*Text segment*

Discussion in 'Amps and Cabs [BG]' started by jonasp, Aug 19, 2004.

  1. Hey TB. Transverz and myself were talking and we got some conflicting answers about the effects running amps in bridged mono. Transverz posted some info he got from Ampeg_Insider.
    Here's the full thread: http://www.talkbass.com/forum/showthread.php?t=135927

    I emailed Mark Hellinger a question about bridged mono and got this reply:

    Now, we figured both of these men are pretty knowlegable and know what they are talking about. Is there a right answer? Does running an amp in bridged mono have any longer term effects?

    Pete and Transverz
  2. Transverz

    Transverz believer of the Low End Theory

    May 3, 2004
    Los Angeles, CA
    Yeah...what he said... :ninja:

    Thanks in advance :D

  3. brianrost

    brianrost Gold Supporting Member

    Apr 26, 2000
    Boston, Taxachusetts
    The simple answer is that if you run two 8 ohms cabs in stereo, each side of the amp sees an 8 ohm load. Run them together in bridge mono and each side of the amp sees a 2 ohm load. That's why it puts out so much more power, you've effectively cut the impedance by a factor of 4.

*Material provided*
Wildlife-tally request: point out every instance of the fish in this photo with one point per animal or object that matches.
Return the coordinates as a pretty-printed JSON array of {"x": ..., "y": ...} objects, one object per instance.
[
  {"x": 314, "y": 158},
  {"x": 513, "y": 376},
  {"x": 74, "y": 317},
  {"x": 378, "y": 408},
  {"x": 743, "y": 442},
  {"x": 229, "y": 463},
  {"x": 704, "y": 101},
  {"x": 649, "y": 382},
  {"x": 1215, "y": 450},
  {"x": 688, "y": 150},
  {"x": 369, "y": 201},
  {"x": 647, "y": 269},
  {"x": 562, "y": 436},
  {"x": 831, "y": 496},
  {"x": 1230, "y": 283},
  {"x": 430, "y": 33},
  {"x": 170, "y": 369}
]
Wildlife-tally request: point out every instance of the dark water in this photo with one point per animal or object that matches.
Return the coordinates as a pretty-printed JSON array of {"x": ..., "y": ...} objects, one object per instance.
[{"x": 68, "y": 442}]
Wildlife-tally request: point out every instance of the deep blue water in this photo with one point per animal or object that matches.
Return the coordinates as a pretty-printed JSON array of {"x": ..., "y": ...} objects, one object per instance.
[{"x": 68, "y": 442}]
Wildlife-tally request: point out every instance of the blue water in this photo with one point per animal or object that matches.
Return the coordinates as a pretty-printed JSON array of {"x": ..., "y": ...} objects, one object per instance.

*Your tasks*
**a.** Write out the forum thread on bridged mono verbatim, starting at "brianrost Gold Supporting" and ending at "factor of 4.".
**b.** Recast every line of the records as a numbered list, leaving out blank lines.
The forum thread on bridged mono and the records come from unrelated sources.

*Expected results*
**a.**
brianrost Gold Supporting Member

    Apr 26, 2000
    Boston, Taxachusetts
    The simple answer is that if you run two 8 ohms cabs in stereo, each side of the amp sees an 8 ohm load. Run them together in bridge mono and each side of the amp sees a 2 ohm load. That's why it puts out so much more power, you've effectively cut the impedance by a factor of 4.

**b.**
1. Wildlife-tally request: point out every instance of the fish in this photo with one point per animal or object that matches.
2. Return the coordinates as a pretty-printed JSON array of {"x": ..., "y": ...} objects, one object per instance.
3. [
4.   {"x": 314, "y": 158},
5.   {"x": 513, "y": 376},
6.   {"x": 74, "y": 317},
7.   {"x": 378, "y": 408},
8.   {"x": 743, "y": 442},
9.   {"x": 229, "y": 463},
10.   {"x": 704, "y": 101},
11.   {"x": 649, "y": 382},
12.   {"x": 1215, "y": 450},
13.   {"x": 688, "y": 150},
14.   {"x": 369, "y": 201},
15.   {"x": 647, "y": 269},
16.   {"x": 562, "y": 436},
17.   {"x": 831, "y": 496},
18.   {"x": 1230, "y": 283},
19.   {"x": 430, "y": 33},
20.   {"x": 170, "y": 369}
21. ]
22. Wildlife-tally request: point out every instance of the dark water in this photo with one point per animal or object that matches.
23. Return the coordinates as a pretty-printed JSON array of {"x": ..., "y": ...} objects, one object per instance.
24. [{"x": 68, "y": 442}]
25. Wildlife-tally request: point out every instance of the deep blue water in this photo with one point per animal or object that matches.
26. Return the coordinates as a pretty-printed JSON array of {"x": ..., "y": ...} objects, one object per instance.
27. [{"x": 68, "y": 442}]
28. Wildlife-tally request: point out every instance of the blue water in this photo with one point per animal or object that matches.
29. Return the coordinates as a pretty-printed JSON array of {"x": ..., "y": ...} objects, one object per instance.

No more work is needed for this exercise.